--- start EXTRACTED MATERIAL ---
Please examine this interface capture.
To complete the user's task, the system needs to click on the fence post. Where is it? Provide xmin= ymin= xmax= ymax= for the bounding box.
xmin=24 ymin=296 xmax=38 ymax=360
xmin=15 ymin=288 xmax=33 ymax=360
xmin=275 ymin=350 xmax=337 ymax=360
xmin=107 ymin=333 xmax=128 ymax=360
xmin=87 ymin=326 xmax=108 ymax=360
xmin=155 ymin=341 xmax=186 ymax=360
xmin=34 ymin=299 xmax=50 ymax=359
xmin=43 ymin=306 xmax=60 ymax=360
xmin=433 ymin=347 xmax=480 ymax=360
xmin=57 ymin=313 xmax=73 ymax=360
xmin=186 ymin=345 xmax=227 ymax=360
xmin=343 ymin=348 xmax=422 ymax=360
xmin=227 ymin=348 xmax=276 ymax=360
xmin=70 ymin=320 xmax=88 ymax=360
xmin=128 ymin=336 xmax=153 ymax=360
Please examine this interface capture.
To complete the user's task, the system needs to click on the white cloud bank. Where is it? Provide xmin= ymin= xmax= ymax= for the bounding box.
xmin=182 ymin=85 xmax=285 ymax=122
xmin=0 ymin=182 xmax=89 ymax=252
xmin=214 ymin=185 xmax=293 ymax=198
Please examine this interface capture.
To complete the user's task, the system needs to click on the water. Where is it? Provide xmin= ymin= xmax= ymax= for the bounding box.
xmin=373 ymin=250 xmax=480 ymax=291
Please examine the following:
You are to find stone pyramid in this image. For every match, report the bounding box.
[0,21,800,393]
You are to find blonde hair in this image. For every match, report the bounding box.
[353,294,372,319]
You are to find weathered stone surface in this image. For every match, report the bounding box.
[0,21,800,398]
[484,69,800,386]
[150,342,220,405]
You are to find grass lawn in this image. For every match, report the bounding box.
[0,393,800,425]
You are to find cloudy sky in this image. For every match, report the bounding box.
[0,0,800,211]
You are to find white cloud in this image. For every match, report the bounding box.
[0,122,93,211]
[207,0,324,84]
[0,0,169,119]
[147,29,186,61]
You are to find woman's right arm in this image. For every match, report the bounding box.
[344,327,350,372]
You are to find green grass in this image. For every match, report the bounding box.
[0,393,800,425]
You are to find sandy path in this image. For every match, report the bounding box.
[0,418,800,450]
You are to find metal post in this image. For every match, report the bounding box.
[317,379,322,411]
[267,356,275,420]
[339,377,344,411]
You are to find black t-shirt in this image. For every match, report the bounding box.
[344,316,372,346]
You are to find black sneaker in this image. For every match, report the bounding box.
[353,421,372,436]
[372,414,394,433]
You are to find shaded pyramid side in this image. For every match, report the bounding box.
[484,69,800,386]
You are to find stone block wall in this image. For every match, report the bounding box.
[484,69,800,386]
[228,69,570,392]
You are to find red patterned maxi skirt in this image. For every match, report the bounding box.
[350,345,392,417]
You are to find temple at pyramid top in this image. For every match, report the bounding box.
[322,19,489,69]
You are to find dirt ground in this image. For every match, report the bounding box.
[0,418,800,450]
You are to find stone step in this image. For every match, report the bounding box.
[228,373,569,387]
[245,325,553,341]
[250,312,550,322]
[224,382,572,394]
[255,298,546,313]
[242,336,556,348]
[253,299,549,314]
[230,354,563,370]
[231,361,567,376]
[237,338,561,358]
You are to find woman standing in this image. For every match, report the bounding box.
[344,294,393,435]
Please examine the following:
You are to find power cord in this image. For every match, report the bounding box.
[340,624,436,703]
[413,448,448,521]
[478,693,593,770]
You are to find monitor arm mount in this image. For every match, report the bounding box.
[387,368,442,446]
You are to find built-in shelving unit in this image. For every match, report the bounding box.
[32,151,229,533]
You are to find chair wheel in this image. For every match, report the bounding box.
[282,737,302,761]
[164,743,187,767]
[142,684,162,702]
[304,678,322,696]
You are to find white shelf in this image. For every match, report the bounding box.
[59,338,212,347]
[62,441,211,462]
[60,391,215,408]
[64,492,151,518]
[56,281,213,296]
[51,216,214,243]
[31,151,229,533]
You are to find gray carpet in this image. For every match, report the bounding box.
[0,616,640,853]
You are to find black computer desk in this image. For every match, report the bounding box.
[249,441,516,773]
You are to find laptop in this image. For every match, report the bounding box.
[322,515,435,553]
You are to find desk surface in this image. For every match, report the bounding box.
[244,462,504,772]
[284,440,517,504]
--- end EXTRACTED MATERIAL ---
[BRIEF]
Rewrite all of the records, replacing every occurrence of "bounding box" with "box coordinates" and leaving everything else untouched.

[FINISHED EXERCISE]
Please examine this interface capture.
To complete the user's task, the system needs to click on the fence post. Where is it? Provide xmin= ymin= xmax= ymax= for the box coordinates.
xmin=24 ymin=296 xmax=38 ymax=360
xmin=15 ymin=288 xmax=33 ymax=360
xmin=275 ymin=350 xmax=337 ymax=360
xmin=107 ymin=333 xmax=128 ymax=360
xmin=87 ymin=326 xmax=108 ymax=360
xmin=155 ymin=341 xmax=186 ymax=360
xmin=34 ymin=299 xmax=50 ymax=359
xmin=43 ymin=306 xmax=60 ymax=360
xmin=433 ymin=347 xmax=480 ymax=360
xmin=57 ymin=313 xmax=73 ymax=360
xmin=186 ymin=345 xmax=227 ymax=360
xmin=343 ymin=348 xmax=422 ymax=360
xmin=227 ymin=348 xmax=276 ymax=360
xmin=70 ymin=320 xmax=88 ymax=360
xmin=128 ymin=336 xmax=153 ymax=360
Please examine this interface capture.
To complete the user's task, the system needs to click on the white cloud bank. Where is it? Provide xmin= ymin= xmax= ymax= for the box coordinates.
xmin=182 ymin=85 xmax=285 ymax=122
xmin=0 ymin=182 xmax=89 ymax=252
xmin=214 ymin=185 xmax=293 ymax=198
Please examine this interface capture.
To complete the user's task, the system needs to click on the water. Where is it? Provide xmin= ymin= xmax= ymax= for the box coordinates.
xmin=373 ymin=250 xmax=480 ymax=291
Please examine the following:
You are to find stone pyramid in this image. For every match, report the box coordinates.
[0,21,800,393]
You are to find blonde hair in this image. For every match, report the box coordinates.
[353,294,372,319]
You are to find weathered stone surface in this image. For every match, report the box coordinates.
[0,21,800,398]
[484,69,800,386]
[150,342,220,405]
You are to find grass lawn in this image. For every match, report the box coordinates.
[0,393,800,425]
You are to find cloudy sky in this image. For every match, report the box coordinates.
[0,0,800,211]
You are to find white cloud in this image. For every match, report the box coordinates.
[0,122,93,211]
[207,0,324,84]
[0,0,169,119]
[147,29,186,61]
You are to find woman's right arm in this image. For every match, report the box coordinates.
[344,327,350,372]
You are to find green grass in this image. For every match, report the box coordinates.
[0,393,800,425]
You are to find sandy path in this image. For every match, report the box coordinates.
[0,418,800,450]
You are to find metal post in this image. For every match, report the box coordinates.
[317,379,322,411]
[267,356,275,420]
[339,377,344,411]
You are to find black t-shirt in this image. For every match, report the box coordinates.
[344,316,372,346]
You are to find black sneaker in this image. For every match, report the box coordinates.
[353,421,372,436]
[372,414,394,433]
You are to find shaded pyramid side in this image. For every match, report the box coordinates.
[484,69,800,386]
You are to find stone block wall in this image. For every match, report the box coordinates.
[484,69,800,386]
[228,69,570,392]
You are to find red patterned maxi skirt in this image. For every match, report the box coordinates.
[350,345,392,417]
You are to find temple at pyramid top in this image. For every match, report the box coordinates.
[322,19,489,69]
You are to find dirt ground in this image. For every match, report the box coordinates.
[0,418,800,450]
You are to find stone step in this image. For every match, report the box coordinates.
[228,373,569,387]
[245,325,553,341]
[250,312,550,322]
[224,382,572,394]
[255,298,546,313]
[242,336,556,348]
[253,299,549,314]
[230,354,563,370]
[231,361,567,376]
[237,338,561,358]
You are to find woman standing in this image. For every match, report the box coordinates.
[344,294,393,435]
Please examine the following:
You are to find power cord in this image. For every match, report the box coordinates.
[340,624,436,703]
[413,448,448,521]
[478,693,593,770]
You are to find monitor arm mount in this image. For every match, report the box coordinates.
[387,368,442,446]
You are to find built-in shelving unit in this image. For every match, report the box coordinates.
[32,151,229,533]
You are to find chair wheel in this image. For every match, report the box coordinates.
[282,737,302,761]
[164,743,187,767]
[142,684,162,702]
[304,678,322,696]
You are to find white shelf in this image. For every match, report the box coordinates.
[59,338,212,347]
[62,441,211,462]
[60,391,215,408]
[64,492,151,518]
[56,281,213,296]
[51,216,214,243]
[31,151,229,533]
You are to find gray carpet in this image. For every match, report the box coordinates.
[0,616,640,853]
You are to find black computer desk in this image. For every match, report the box coordinates.
[249,441,516,773]
You are to find laptop in this image. For every match, report the box coordinates.
[322,515,435,553]
You are to find desk surface in this image. For every match, report the box coordinates.
[244,462,504,772]
[284,440,517,504]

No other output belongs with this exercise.